Reproduce all of the records below verbatim, line for line.

* * *

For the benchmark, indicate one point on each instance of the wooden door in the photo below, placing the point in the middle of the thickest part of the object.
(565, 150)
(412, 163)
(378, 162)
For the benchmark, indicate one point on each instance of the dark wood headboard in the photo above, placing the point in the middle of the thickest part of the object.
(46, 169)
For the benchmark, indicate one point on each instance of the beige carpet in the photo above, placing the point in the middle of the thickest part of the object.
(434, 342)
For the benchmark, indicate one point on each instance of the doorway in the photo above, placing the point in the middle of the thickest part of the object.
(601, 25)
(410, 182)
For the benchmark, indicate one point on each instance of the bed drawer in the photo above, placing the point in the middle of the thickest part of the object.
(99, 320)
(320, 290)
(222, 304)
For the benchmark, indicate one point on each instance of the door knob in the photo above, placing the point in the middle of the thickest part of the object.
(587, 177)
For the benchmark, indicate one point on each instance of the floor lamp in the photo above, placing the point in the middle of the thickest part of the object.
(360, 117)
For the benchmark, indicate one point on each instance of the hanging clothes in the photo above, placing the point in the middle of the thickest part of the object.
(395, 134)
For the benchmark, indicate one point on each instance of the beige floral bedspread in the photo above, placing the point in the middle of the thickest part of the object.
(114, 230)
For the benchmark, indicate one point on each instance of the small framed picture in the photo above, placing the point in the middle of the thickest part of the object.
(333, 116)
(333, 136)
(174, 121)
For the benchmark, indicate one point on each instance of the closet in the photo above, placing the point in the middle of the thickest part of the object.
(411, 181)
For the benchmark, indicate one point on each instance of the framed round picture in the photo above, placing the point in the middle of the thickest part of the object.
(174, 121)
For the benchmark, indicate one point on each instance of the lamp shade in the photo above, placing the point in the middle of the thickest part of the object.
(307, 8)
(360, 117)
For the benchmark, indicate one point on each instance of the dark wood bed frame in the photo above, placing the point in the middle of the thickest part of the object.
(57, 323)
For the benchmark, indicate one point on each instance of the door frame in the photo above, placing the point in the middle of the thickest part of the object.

* * *

[Output of the task]
For the benchmark, indicate one point on each instance of the wooden door in the photo below, placing the point in the middle of the thickest part of the object.
(565, 150)
(412, 163)
(378, 162)
For the benchmark, indicate one point on each instance of the dark wood headboard in the photo above, placing the point in the middle of the thickest part of the object.
(46, 169)
For the benchmark, indicate one point on each instance of the beige carpet in the photo above, placing the point in the middle of the thickest part of the object.
(434, 342)
For the benchmark, indicate one point on each instance of the doorway in the photo above, placing the point in the middle of the thickest part of the object.
(601, 25)
(410, 182)
For the benchmark, indicate one point on each instance of the bed drawer in the photo above, placing the point in the middle of the thickest part of the object.
(99, 320)
(320, 290)
(222, 304)
For the benchmark, indicate one point on each instance of the door knob in the photo above, placing the point in the middle of the thickest part of the object.
(587, 177)
For the benchmark, indicate one point on each instance of the floor lamp in the photo above, placing the point in the middle of the thickest part of the object.
(360, 117)
For the benchmark, indicate one point on each instance of the hanging clothes in the photo above, placing the point in the middle of the thickest part of the object.
(395, 134)
For the benchmark, indicate one point on each instance of the beige floral bedspread in the photo above, placing the point in the middle of the thickest part of the object.
(114, 230)
For the benchmark, indicate one point on each instance of the small framed picture in the photo above, placing the point in the middle of the thickest part of the object.
(333, 116)
(333, 136)
(174, 121)
For the benchmark, indicate one point on each instance of the closet in the photo above, placing the point in the middle of the thickest part of the object.
(411, 181)
For the benchmark, indicate one point on each instance of the framed round picture in the photo above, placing the point in the middle of the thickest part of the object.
(174, 121)
For the benchmark, indicate one point on each instance of the lamp shade in the photo above, placing the point in the middle of the thickest part of the object.
(307, 8)
(360, 117)
For the benchmark, indicate one point on each instance of the dark wood bed frame in the photo above, placing the point in the middle of the thickest part of the object.
(57, 323)
For the benchmark, indicate one point on each instance of the door frame in the photo above, placing the point in the middle of the thickest part of the object.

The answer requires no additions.